→ TASK REQUIREMENTS
Transcribe, word for word and without additions, each line below from the one containing "Target: sky" through the one containing "of the shop", both ends included.

[Point-per-instance localization data]
%%
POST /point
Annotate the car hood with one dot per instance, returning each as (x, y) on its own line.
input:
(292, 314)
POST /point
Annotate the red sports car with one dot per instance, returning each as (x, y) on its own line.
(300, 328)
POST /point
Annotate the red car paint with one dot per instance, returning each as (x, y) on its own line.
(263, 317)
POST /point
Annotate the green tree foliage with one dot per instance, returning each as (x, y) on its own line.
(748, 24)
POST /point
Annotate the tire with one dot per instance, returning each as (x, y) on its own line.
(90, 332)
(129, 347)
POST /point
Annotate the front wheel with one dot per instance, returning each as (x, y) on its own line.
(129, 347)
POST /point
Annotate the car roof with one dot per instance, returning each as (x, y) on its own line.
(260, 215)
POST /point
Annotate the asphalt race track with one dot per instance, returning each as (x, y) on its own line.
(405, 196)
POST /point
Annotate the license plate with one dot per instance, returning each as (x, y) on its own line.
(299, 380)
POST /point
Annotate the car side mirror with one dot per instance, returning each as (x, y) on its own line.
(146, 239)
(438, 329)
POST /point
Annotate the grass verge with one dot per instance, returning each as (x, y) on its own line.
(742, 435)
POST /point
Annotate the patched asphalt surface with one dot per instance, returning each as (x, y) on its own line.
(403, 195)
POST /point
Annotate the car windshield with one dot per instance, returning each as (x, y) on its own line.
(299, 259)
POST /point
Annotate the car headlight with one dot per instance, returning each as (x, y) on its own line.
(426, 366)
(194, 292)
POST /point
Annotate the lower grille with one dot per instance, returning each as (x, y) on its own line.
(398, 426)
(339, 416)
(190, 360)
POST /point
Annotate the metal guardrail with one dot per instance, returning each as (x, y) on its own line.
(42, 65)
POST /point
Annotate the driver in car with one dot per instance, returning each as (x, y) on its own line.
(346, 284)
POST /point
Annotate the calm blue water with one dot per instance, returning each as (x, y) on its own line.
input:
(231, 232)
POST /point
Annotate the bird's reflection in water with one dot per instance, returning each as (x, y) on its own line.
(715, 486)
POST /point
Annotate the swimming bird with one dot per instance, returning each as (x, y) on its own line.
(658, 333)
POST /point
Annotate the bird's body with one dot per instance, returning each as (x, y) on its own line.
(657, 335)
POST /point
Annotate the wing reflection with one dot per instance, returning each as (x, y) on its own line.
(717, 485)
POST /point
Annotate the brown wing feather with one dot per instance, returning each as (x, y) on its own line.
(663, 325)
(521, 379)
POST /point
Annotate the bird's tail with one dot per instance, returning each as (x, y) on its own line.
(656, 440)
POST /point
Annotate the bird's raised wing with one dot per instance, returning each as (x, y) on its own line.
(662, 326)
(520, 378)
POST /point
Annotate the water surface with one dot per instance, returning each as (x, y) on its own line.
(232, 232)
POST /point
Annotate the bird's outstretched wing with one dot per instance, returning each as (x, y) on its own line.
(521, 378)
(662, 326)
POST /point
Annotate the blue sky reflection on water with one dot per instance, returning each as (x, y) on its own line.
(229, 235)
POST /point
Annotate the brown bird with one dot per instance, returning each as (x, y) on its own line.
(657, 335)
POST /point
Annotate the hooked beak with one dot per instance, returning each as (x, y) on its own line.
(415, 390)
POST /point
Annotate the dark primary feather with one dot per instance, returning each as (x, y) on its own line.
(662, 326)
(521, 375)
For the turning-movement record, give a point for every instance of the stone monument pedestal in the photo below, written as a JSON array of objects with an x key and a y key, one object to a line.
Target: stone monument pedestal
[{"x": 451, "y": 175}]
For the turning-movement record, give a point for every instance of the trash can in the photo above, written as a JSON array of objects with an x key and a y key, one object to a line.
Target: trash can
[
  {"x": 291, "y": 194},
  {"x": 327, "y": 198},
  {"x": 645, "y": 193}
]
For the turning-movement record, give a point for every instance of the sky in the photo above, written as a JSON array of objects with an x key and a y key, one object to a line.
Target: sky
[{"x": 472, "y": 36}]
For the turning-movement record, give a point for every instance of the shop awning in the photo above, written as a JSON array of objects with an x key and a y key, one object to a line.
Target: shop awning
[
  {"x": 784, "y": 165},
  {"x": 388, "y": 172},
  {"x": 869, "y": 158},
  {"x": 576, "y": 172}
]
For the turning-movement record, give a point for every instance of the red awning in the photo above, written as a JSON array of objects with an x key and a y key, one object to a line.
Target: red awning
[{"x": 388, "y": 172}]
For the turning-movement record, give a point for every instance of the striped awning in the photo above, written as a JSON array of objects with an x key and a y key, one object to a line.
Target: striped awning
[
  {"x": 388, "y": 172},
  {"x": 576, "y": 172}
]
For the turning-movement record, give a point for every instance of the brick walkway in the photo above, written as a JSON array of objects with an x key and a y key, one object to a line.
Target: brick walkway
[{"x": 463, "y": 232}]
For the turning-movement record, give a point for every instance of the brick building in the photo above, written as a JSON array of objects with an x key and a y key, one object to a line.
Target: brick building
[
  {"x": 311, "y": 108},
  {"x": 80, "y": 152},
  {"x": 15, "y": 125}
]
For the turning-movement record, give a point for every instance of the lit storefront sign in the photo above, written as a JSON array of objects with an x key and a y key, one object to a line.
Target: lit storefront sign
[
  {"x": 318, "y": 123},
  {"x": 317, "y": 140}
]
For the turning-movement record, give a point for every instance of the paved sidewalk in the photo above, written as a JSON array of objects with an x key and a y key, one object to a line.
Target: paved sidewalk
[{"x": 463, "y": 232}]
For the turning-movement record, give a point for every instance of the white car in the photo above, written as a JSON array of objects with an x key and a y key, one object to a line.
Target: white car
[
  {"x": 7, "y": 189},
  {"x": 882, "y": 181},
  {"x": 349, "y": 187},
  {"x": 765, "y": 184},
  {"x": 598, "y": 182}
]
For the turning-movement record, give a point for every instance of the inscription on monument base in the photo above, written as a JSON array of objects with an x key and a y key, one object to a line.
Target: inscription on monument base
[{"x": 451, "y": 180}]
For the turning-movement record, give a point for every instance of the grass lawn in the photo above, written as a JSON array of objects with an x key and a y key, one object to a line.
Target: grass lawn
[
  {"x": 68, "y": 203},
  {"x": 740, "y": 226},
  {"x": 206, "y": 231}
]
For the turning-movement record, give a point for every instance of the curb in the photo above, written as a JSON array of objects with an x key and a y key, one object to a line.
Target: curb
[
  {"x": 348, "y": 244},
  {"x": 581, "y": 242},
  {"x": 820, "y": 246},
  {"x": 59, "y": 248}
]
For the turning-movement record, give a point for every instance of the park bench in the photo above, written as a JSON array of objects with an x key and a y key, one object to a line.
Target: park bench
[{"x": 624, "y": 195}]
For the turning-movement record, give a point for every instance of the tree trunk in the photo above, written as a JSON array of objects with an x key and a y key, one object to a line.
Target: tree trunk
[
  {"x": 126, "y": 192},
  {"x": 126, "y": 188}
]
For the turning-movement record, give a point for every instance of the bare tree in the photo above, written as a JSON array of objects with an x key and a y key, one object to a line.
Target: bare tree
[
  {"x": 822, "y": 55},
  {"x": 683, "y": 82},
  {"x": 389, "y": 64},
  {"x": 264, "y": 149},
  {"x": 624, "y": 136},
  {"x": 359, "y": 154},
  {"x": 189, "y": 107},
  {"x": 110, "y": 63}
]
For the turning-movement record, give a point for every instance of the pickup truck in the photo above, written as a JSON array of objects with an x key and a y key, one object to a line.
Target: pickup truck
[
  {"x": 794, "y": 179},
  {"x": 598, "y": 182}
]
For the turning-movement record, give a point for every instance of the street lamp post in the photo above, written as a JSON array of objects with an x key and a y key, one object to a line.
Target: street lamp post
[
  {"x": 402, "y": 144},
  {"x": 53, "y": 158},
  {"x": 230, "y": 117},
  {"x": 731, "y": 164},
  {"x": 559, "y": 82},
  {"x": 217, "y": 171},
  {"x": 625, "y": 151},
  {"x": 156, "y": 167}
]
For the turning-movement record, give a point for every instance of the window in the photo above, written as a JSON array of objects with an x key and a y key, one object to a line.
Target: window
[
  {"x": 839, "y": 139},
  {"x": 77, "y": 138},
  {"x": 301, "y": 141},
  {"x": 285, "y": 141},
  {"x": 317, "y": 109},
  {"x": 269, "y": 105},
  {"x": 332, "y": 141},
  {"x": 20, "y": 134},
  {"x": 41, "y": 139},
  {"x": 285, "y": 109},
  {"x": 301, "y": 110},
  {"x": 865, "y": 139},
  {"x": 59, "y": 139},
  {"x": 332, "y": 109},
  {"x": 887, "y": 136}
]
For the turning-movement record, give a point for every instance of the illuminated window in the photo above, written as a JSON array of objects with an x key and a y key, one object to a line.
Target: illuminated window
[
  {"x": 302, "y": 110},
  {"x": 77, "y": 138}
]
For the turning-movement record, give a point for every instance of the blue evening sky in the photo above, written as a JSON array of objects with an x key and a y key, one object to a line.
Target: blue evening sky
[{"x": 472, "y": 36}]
%%
→ RESULT
Target: sky
[{"x": 472, "y": 36}]
For the turning-movement record, give a point for every instance of the shop awning in the photo above, written as a JSON array of objects with an x key and a y key, one object to a line.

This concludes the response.